Source passage —
- - -
June 11, 2012
truth & beauty.
This non-fiction book about the author and her deeply intense friendship with a woman named Lucy Grealy was...interesting. When the book begins, you feel that Lucy is a shining star - popular, loved, spunky, and admirable because of her life-long battle with jaw cancer and frequent reconstructive surgeries on her face. Ann Patchett was the college peer who admired her from afar then suddenly became best friends with her when they decide to live together while in the same writing program in Iowa.
As the book continues though, Lucy becomes a different character. We realize that Lucy was needy and lonely. She struggled with self-image problems, she had a need for Ann to always tell her that she was her best and favorite friend, she spent all her money on unimportant things and then Ann would cover the costs of her crises. In looking back, Ann doesn't complain about what Lucy needed from her, or what a mess Lucy's life would become. Rather, she points out Lucy's many flaws and insecurities but only really sheds emotion for the positive memories - Lucy's dancing, her ability to make friends frequently and quickly, her talent as a writer.
As a result, the reader gets tugged in two ways. On the one hand, you can't help but appreciate such a strong friendship between two females. They truly loved each other, were always in touch, and had a deep connection for several decades before Lucy finally died from an accidental drug overdose. On the other hand, it feels awkward to know how much Ann Patchett really did for Lucy and how she lays it all out in her book, as if to get it off her shoulders and tell the world "Look at all the things I did for her."
- - -
In the book review, what does Lucy Grealy finally die from?
- - -
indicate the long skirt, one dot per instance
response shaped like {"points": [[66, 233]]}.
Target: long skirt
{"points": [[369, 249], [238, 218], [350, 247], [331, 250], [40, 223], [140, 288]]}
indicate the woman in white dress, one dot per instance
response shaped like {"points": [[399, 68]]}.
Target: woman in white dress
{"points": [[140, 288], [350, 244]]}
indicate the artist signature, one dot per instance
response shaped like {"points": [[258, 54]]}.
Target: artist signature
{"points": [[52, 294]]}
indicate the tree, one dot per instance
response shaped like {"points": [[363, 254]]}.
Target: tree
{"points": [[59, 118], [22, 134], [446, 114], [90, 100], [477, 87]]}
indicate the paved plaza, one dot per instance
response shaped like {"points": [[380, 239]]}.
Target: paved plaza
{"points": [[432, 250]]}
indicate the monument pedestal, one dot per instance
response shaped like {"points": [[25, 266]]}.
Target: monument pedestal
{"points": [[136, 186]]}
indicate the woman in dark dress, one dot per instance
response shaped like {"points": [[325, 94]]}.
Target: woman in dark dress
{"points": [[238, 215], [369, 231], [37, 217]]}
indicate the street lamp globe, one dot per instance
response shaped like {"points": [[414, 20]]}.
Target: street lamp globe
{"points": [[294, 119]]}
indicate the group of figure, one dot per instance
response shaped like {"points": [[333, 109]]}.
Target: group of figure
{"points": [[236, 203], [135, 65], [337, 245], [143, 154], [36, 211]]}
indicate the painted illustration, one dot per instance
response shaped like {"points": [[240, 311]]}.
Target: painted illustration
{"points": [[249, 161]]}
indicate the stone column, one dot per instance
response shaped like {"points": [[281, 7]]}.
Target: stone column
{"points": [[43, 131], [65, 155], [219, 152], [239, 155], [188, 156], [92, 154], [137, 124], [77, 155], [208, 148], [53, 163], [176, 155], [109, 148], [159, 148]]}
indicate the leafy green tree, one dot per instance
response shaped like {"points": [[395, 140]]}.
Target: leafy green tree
- - -
Solution — An accidental drug overdose.